▶ WHAT IS EXPECTED:
Summarize the account of the nursing-home patient's case in two sentences.

▶ DOCUMENT PASSAGE:
--
Monday, September 21, 2009
I recently spent some time in another country that has socialized medicine and thought I would share a story that illustrates the differences b/w our system and socialized medicine:
72 yo deaf and demented male from a nursing home arrived looking pale, diaphoretic, and not responding to voice commands. The gentleman looked very critical, and my instincts were to get ready to intubate him. However, my attending on duty looked at the patient and realized his quality of life was very low considering that he was deaf, at the end of his life, and living in a nursing home. He told me to not intubate the patient(even though no family members were present). I then got an EKG illustrating a very wide complex tachycardia with high t-waves suggestive of hyperkalemia (high potassium). I drew a state venous blood gas which confirmed a high potassium level of 7.0 (normal is less than 5).
When the potassium gets very high, it can cause the heart to stop beating if is not corrected. I brought the EKG to the attending with the lab result of the high potassium and asked him if he wanted me to push calcium gluconate with IV glucose/insulin (the treatments for a high potassium). He said, "No. His condition is already very critical because he is in urinary retention and has an acute abdomen. We need to just let him die peacefully."
It was quite shocking b/c in America we would have intubated him and performed heroic measures, but it begs the question- "Why do we save everyone and not take into account individuals quality of life? Would I want to be treated if I was demented and lived in a nursing home? Is it more humane to just allow people to die peacefully?"
Rather then giving him calcium and glucose/insulin, I gave him Morphine for comfort. He died peacefully about an hour later.
--
▶ RECORDED INFORMATION:

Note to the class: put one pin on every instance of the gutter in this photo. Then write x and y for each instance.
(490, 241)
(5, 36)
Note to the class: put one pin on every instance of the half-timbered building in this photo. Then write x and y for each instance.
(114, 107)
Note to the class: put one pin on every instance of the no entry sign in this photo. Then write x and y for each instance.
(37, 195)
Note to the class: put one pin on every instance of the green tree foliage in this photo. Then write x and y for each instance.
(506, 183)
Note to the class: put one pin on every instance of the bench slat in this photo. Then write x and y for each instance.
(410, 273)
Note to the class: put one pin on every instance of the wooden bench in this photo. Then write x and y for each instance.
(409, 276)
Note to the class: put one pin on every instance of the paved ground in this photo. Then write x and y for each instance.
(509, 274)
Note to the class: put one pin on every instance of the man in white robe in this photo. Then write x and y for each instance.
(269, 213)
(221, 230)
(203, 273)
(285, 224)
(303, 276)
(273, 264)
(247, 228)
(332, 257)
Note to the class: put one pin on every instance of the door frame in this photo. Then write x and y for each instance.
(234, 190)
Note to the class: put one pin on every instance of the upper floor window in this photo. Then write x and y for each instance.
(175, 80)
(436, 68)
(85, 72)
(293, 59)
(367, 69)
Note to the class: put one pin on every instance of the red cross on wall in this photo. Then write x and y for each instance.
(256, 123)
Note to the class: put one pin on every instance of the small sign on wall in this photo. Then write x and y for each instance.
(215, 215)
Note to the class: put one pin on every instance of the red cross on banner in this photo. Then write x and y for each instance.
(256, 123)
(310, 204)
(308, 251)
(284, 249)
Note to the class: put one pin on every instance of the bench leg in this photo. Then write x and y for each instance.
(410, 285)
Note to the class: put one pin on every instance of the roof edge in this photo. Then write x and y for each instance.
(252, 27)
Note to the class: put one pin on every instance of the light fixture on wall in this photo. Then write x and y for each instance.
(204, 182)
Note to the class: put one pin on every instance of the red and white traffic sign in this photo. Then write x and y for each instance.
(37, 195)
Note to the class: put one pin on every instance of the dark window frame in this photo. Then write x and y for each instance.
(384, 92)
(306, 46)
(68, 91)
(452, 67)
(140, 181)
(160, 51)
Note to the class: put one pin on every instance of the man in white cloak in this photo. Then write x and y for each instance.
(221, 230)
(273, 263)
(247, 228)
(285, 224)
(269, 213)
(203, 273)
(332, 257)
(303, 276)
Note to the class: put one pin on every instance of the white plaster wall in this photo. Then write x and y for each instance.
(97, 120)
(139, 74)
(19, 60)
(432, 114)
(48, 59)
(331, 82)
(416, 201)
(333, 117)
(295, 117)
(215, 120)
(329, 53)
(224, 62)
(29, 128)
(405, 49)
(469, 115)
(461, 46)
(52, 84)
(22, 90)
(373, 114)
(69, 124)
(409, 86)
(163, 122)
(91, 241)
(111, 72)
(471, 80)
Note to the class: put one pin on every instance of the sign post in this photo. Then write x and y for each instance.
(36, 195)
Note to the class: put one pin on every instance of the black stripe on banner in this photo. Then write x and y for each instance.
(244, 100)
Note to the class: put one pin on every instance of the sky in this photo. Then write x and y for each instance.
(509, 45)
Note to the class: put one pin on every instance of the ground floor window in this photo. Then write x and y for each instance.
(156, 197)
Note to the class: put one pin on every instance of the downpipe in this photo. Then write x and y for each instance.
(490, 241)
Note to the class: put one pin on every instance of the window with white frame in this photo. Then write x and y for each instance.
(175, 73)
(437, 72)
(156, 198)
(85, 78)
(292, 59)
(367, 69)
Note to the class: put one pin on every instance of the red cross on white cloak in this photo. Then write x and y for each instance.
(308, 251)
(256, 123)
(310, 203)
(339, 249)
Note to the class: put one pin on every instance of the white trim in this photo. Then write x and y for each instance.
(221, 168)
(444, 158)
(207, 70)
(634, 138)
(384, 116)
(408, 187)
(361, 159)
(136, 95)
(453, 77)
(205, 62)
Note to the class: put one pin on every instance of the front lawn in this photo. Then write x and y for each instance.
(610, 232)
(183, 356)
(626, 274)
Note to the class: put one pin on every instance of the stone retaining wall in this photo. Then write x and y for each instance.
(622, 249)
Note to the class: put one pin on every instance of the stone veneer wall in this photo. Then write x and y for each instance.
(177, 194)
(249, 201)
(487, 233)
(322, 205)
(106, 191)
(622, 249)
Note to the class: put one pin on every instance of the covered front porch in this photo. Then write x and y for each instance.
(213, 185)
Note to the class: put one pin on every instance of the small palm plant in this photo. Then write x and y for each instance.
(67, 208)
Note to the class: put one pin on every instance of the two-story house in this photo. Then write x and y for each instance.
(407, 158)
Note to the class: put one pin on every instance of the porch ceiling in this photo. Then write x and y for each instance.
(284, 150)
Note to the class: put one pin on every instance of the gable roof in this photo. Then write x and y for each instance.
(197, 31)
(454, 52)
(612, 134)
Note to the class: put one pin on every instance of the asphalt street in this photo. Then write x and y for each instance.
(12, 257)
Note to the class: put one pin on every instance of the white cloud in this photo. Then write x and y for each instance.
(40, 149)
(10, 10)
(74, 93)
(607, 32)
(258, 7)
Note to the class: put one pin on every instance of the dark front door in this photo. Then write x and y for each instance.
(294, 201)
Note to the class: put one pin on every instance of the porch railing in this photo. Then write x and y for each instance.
--
▶ EXERCISE RESULT:
During time spent in a country with socialized medicine, the writer treated a 72-year-old deaf, demented nursing-home patient whose EKG and blood gas showed a dangerously high potassium level of 7.0, but the attending ruled out intubation and potassium treatment, citing the patient's low quality of life, urinary retention, and acute abdomen. Noting that in America the patient would have been intubated and given heroic measures, the writer asked whether everyone should be saved without regard to quality of life, then gave morphine for comfort, and the patient died peacefully about an hour later.